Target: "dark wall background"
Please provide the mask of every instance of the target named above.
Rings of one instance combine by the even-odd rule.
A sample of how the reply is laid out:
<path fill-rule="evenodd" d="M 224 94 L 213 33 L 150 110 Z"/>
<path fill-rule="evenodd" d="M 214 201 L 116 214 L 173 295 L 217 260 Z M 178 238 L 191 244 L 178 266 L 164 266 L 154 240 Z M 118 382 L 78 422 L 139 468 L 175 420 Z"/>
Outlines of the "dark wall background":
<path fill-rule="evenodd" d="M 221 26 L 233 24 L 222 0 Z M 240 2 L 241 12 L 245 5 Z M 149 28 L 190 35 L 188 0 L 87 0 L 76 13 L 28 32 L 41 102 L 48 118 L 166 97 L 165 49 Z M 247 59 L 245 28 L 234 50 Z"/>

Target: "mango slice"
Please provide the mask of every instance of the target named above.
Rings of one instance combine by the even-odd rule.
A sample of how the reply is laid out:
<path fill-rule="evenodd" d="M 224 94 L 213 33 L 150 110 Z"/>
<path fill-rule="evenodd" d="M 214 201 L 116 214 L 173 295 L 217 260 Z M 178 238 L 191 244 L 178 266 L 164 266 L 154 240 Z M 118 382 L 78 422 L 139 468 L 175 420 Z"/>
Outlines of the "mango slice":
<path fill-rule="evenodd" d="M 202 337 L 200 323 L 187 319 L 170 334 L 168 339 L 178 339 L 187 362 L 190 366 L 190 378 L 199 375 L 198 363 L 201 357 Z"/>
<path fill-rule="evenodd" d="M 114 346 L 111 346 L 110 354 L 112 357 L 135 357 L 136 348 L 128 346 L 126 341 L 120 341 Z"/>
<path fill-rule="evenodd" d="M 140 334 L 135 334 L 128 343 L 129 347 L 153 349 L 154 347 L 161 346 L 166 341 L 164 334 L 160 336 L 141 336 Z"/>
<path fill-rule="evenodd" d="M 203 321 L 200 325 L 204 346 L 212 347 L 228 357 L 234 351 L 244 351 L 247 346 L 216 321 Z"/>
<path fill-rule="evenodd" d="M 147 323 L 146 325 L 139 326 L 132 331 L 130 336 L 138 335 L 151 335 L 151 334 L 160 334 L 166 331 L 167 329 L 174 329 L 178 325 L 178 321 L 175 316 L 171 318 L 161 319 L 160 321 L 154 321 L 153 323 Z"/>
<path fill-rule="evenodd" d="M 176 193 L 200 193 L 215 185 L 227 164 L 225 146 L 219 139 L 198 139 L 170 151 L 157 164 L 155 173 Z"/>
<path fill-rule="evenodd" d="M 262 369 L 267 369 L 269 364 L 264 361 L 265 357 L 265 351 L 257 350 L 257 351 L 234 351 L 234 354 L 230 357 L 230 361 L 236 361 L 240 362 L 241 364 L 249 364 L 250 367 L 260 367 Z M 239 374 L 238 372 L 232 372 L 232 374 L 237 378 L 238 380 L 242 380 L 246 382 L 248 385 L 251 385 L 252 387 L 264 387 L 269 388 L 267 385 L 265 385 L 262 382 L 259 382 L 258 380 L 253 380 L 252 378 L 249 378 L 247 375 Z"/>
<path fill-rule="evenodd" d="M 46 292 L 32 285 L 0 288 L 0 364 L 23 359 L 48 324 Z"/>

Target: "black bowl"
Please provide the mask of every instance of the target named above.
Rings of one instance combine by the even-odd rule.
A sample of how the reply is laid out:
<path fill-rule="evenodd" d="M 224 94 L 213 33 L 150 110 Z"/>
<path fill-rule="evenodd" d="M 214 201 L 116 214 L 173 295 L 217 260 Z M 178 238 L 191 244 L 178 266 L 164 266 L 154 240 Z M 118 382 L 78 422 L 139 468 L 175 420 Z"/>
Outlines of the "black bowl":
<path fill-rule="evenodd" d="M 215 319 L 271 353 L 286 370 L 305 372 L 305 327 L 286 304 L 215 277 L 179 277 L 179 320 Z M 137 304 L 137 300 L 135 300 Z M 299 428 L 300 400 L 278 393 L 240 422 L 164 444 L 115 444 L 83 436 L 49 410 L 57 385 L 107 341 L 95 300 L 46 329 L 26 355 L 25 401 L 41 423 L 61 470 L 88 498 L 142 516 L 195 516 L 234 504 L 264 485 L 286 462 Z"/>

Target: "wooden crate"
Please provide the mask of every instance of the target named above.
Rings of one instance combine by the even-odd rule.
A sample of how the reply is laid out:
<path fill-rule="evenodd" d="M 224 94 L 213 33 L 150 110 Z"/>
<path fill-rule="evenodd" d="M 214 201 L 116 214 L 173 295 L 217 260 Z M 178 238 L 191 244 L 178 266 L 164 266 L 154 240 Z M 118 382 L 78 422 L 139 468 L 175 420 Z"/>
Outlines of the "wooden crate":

:::::

» REQUIRED TASK
Turn every line of the records above into a numbered list, skipping the blank lines.

» OUTPUT BELOW
1. Target: "dark wall background"
2. Please provide the mask of every instance of the target named above.
3. Rings of one instance combine by the even-odd rule.
4. A sample of how the reply is laid out:
5. <path fill-rule="evenodd" d="M 224 94 L 213 33 L 150 110 Z"/>
6. <path fill-rule="evenodd" d="M 214 201 L 116 214 L 173 295 L 217 260 Z M 178 238 L 191 244 L 178 266 L 164 266 L 154 240 Z M 118 382 L 78 422 L 139 468 L 175 420 Z"/>
7. Outlines of the "dark wall background":
8. <path fill-rule="evenodd" d="M 221 26 L 233 24 L 222 0 Z M 240 2 L 241 12 L 245 5 Z M 149 28 L 190 35 L 188 0 L 87 0 L 76 13 L 28 32 L 41 102 L 48 118 L 166 97 L 165 49 Z M 247 59 L 245 28 L 234 50 Z"/>
9. Target: "mango slice"
10. Please provide the mask of every instance of the target named above.
11. Rings of one instance combine by the even-odd rule.
12. A sample of how the reply is laid out:
13. <path fill-rule="evenodd" d="M 224 94 L 213 33 L 150 110 Z"/>
14. <path fill-rule="evenodd" d="M 214 201 L 116 214 L 173 295 L 217 260 Z M 178 238 L 191 244 L 178 266 L 164 266 L 154 240 Z M 118 382 L 78 422 L 139 468 L 175 420 Z"/>
15. Outlines of the "mango slice":
16. <path fill-rule="evenodd" d="M 202 337 L 200 323 L 187 319 L 170 334 L 168 339 L 178 339 L 187 362 L 190 366 L 190 378 L 199 375 L 198 363 L 201 357 Z"/>
17. <path fill-rule="evenodd" d="M 114 346 L 111 346 L 110 354 L 112 357 L 135 357 L 136 348 L 128 346 L 126 341 L 120 341 Z"/>
18. <path fill-rule="evenodd" d="M 140 334 L 135 334 L 128 343 L 129 347 L 153 349 L 154 347 L 161 346 L 166 341 L 164 334 L 160 336 L 141 336 Z"/>
19. <path fill-rule="evenodd" d="M 203 321 L 200 325 L 204 346 L 212 347 L 228 357 L 234 351 L 244 351 L 247 346 L 216 321 Z"/>
20. <path fill-rule="evenodd" d="M 147 323 L 146 325 L 139 326 L 132 331 L 130 336 L 138 335 L 151 335 L 151 334 L 160 334 L 166 331 L 167 329 L 174 329 L 178 325 L 178 321 L 175 316 L 171 318 L 161 319 L 160 321 L 154 321 L 153 323 Z"/>
21. <path fill-rule="evenodd" d="M 176 193 L 200 193 L 215 185 L 227 164 L 225 146 L 219 139 L 198 139 L 170 151 L 157 164 L 155 173 Z"/>
22. <path fill-rule="evenodd" d="M 262 369 L 267 369 L 269 364 L 264 361 L 265 357 L 265 351 L 257 350 L 257 351 L 234 351 L 234 354 L 230 357 L 230 361 L 236 361 L 240 362 L 241 364 L 249 364 L 250 367 L 260 367 Z M 239 374 L 238 372 L 232 372 L 232 374 L 237 378 L 238 380 L 242 380 L 246 382 L 248 385 L 251 385 L 252 387 L 264 387 L 269 388 L 267 385 L 265 385 L 262 382 L 259 382 L 258 380 L 253 380 L 252 378 L 249 378 L 247 375 Z"/>
23. <path fill-rule="evenodd" d="M 46 292 L 32 285 L 0 288 L 0 364 L 23 359 L 48 324 Z"/>
24. Target: "black bowl"
25. Please provide the mask of every instance of the target named above.
26. Rings of one instance combine by the even-odd rule.
27. A sample of how the reply is laid out:
28. <path fill-rule="evenodd" d="M 224 94 L 213 33 L 150 110 Z"/>
29. <path fill-rule="evenodd" d="M 214 201 L 116 214 L 173 295 L 217 260 Z M 178 238 L 191 244 L 178 266 L 164 266 L 154 240 Z M 118 382 L 78 422 L 139 468 L 175 420 Z"/>
30. Outlines of the "black bowl":
31. <path fill-rule="evenodd" d="M 215 319 L 271 353 L 286 370 L 305 372 L 305 327 L 286 304 L 215 277 L 179 277 L 179 320 Z M 137 304 L 137 300 L 135 300 Z M 299 428 L 300 400 L 278 393 L 240 422 L 164 444 L 115 444 L 83 436 L 49 410 L 57 385 L 107 341 L 95 300 L 46 329 L 26 355 L 25 401 L 41 423 L 61 470 L 88 498 L 142 516 L 195 516 L 234 504 L 264 485 L 286 462 Z"/>
32. Target: "wooden crate"
33. Please provide the mask of every instance of the target named above.
34. Rings of one instance combine by the even-odd rule.
35. A sample of how the reply is laid out:
36. <path fill-rule="evenodd" d="M 224 94 L 213 33 L 150 110 Z"/>
37. <path fill-rule="evenodd" d="M 214 201 L 116 214 L 173 295 L 217 260 Z M 178 238 L 191 244 L 178 266 L 164 266 L 154 240 Z M 118 382 L 78 422 L 139 468 L 175 420 Z"/>
38. Outlines of the "wooden crate":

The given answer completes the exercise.